Stored entries
........

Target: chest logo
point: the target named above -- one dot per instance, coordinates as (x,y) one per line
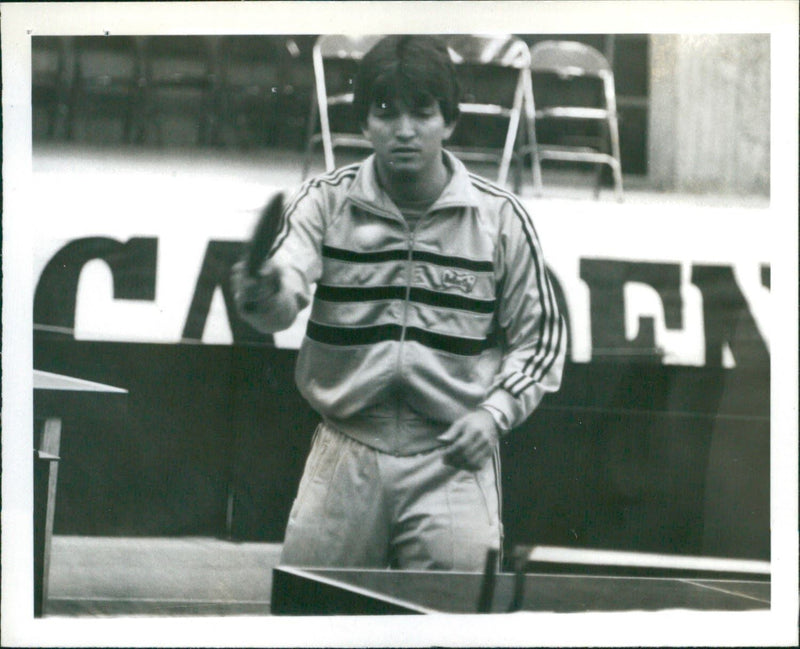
(462,281)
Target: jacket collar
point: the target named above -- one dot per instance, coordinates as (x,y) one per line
(367,192)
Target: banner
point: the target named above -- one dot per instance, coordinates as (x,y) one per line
(678,282)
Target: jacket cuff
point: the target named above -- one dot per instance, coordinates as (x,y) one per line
(500,404)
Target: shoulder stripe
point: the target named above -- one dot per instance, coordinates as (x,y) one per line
(550,340)
(333,179)
(402,254)
(358,336)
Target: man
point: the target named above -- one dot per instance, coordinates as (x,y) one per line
(434,330)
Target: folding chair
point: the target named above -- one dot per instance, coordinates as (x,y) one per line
(573,103)
(492,70)
(335,59)
(494,74)
(251,88)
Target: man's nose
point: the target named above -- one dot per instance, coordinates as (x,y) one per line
(404,126)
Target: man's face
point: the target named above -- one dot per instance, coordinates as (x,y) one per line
(407,138)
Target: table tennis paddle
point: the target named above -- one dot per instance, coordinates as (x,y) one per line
(264,235)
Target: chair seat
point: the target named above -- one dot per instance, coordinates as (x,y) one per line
(572,112)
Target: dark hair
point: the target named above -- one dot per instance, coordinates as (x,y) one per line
(413,68)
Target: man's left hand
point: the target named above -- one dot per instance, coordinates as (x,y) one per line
(472,440)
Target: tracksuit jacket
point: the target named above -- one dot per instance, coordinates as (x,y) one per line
(411,328)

........

_Task to complete_
Transcribe all records verbatim and omit each image.

_Written solution_
Target: chest logo
point: the target named above -- one dot per instance, coordinates as (x,y) one per line
(462,281)
Target: jacket collar
point: the target named above -- one dot per instance, coordinates as (x,y) one per line
(367,192)
Target: banner
point: the target named above -- one dot per instance, coordinates as (x,y) one per line
(678,282)
Target: jacket cuff
point: the target named above -- one dot per instance, coordinates as (x,y) one per line
(500,404)
Target: shoulder stripe
point: the target named above -- one dot per instance, coordinates as (x,y) one per line
(550,340)
(333,179)
(402,254)
(358,336)
Target: man
point: the target named above -- one dot per instance, coordinates as (x,y) one per line
(434,330)
Target: folding chair
point: the target named above -- one dot per instance, coordinates as (x,y) one per line
(573,103)
(492,70)
(335,59)
(494,74)
(251,88)
Target: man's nose
point: the target named above -- one dot per instance, coordinates as (x,y) one per line
(404,126)
Target: man's face
point: the target named above -- one dot per instance, coordinates as (x,y) one per line
(407,138)
Target: table tennis paddle
point: the target named above -- one dot per instance, coordinates as (x,y) one per line
(264,235)
Target: chair seat
point: the target named above -- one dot per instance, coordinates as (x,y) one per line
(572,112)
Target: dark hair
point: the target named above -- one dot per instance, coordinates as (x,y) one per line
(413,68)
Target: man's left hand
point: the target named above -- one dot per instance, coordinates as (x,y) one per line
(472,440)
Target: tracksuit jacket
point: the target named above -- one dot per instance, coordinates as (x,y) one per line
(411,328)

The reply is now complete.